> **Extract**
## BEGIN

I can hear you muttering in the distance, "Who elected Bono to public office anyway? And where does he get off telling us how to shape our foreign policy?"
Listen up.
Yes, it might seem easy to dismiss him as just another sanctimonious celebrity. However, there's something that sets him aside from all the orphan-cuddling movie stars we're used to: whatever your views may be on Bono's musical stylings, the man knows a heck of a lot about international finance and the efficient cross-border deployment of capital.
After all, U2 has relocated its business operations from Ireland to the Netherlands to reduce the tax bite on the worldwide revenues generated by their music-publishing enterprise.
What's that? You find it hypocritical that while sheltering his business profits offshore, he's still pushing Ireland to do more for Africa as well?
Yeah, relocated to avoid paying his share of taxes. What a prince? He's not the Irish regular guy he used to be. Remember that as we get to the next point and grasp that Bono also places his need to make a mega buck over historical conservation. This is from Jack Malvern's "U2 forced to face the music over £100m hotel extension" (Times of London):
A planned £100 million extension to an hotel co-owned by Bono and The Edge, of the rock band U2, faces opposition after accusations that it would threaten the heritage of Dublin.
The musicians want to increase the size of the 50-bedroom Clarence Hotel into a five-star venue with 140 extra rooms and a glass roof in the shape of a Viking long boat, designed by Lord Foster of Thames Bank.

## END

> **Prompt A**
Pull out each line of the listing below that contains the word "tire".

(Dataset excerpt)

## BEGIN

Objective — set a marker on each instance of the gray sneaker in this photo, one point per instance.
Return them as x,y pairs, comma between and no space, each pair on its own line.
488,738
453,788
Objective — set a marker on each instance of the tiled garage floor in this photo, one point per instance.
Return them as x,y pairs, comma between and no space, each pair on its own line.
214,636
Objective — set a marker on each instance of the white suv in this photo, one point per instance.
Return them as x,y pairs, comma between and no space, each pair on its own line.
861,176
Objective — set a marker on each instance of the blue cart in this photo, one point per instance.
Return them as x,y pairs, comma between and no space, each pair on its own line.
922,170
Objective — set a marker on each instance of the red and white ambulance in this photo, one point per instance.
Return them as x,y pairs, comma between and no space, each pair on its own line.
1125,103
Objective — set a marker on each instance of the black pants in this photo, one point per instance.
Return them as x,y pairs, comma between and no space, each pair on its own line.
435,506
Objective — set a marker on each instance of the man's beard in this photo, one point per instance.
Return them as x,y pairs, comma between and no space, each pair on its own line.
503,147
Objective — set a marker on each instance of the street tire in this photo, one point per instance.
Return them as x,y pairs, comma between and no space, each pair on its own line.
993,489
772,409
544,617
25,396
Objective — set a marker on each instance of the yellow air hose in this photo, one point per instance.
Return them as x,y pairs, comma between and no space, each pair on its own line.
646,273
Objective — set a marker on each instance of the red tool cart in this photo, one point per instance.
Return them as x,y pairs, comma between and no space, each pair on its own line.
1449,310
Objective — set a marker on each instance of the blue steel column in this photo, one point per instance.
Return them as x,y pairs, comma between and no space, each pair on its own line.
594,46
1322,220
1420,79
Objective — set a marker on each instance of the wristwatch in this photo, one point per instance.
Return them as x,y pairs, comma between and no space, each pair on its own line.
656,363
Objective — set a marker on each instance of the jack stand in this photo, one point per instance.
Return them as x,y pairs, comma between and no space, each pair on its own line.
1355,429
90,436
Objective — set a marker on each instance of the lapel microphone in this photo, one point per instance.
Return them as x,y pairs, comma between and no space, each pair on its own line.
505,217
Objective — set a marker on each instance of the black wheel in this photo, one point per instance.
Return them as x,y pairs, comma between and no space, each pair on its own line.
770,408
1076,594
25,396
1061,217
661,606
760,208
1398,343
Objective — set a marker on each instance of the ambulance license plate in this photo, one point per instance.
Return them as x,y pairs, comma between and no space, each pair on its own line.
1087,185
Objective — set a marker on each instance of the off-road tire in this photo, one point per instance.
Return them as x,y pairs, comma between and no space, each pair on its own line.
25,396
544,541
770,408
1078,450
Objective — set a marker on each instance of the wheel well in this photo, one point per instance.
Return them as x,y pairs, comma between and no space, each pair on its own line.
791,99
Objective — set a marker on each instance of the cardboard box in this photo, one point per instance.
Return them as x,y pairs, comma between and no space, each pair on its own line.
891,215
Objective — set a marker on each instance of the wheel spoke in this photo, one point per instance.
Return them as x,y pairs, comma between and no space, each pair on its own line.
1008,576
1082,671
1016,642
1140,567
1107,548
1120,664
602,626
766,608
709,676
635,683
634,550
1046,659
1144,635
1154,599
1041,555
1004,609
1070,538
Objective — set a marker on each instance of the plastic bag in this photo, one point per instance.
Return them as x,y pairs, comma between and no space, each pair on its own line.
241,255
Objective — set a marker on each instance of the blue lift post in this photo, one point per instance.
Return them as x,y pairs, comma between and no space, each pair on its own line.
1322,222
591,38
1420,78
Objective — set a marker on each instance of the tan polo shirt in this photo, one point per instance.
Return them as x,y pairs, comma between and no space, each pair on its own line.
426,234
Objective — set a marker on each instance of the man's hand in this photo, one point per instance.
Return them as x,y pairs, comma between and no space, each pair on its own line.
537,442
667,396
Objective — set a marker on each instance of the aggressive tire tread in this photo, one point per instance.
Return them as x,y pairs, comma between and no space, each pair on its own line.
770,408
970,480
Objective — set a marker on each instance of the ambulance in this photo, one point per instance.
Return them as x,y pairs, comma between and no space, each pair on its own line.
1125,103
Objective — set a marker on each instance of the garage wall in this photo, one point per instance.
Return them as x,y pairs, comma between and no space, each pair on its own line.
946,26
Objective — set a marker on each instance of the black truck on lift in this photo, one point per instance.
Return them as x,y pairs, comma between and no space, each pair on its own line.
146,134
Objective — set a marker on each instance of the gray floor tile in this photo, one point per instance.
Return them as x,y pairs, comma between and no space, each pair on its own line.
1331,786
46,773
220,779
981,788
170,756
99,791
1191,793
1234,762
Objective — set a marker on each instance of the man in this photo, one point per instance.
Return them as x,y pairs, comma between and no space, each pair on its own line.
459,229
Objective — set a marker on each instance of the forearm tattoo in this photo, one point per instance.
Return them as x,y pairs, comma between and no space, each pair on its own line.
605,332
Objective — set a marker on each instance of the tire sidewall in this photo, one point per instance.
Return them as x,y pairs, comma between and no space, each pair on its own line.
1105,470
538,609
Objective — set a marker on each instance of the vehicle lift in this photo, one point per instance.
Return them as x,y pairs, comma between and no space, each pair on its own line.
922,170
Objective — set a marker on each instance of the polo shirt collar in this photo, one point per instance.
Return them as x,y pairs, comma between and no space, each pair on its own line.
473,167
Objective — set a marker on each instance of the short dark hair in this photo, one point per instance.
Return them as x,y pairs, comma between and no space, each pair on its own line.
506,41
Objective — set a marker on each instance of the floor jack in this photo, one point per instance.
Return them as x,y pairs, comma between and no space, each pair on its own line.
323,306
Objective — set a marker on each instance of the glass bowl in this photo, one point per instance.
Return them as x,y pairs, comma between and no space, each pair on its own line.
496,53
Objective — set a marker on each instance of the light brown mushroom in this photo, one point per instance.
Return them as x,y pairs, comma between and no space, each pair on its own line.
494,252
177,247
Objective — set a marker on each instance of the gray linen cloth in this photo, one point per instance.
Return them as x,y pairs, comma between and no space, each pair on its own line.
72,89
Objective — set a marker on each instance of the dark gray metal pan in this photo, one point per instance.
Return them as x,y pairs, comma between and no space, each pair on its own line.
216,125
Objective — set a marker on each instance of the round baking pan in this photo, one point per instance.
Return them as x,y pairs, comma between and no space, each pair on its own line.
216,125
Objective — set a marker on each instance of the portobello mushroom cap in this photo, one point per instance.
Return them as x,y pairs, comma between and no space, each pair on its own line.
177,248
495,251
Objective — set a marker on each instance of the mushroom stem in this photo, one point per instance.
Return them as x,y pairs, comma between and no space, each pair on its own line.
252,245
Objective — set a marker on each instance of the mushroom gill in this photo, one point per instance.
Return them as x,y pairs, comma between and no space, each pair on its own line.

## END

> **Prompt B**
From the piece on Bono above, quote the stretch from "The musicians want" through "of Thames Bank.".

> **Written response A**
Objective — set a marker on each instance of the street tire in this photo, one point per instance.
Objective — set a marker on each instance of the off-road tire in this photo, one point per instance.
Objective — set a marker on each instance of the aggressive tire tread in this photo, one point per instance.
Objective — set a marker on each instance of the tire sidewall in this photo, one point per instance.

> **Written response B**
The musicians want to increase the size of the 50-bedroom Clarence Hotel into a five-star venue with 140 extra rooms and a glass roof in the shape of a Viking long boat, designed by Lord Foster of Thames Bank.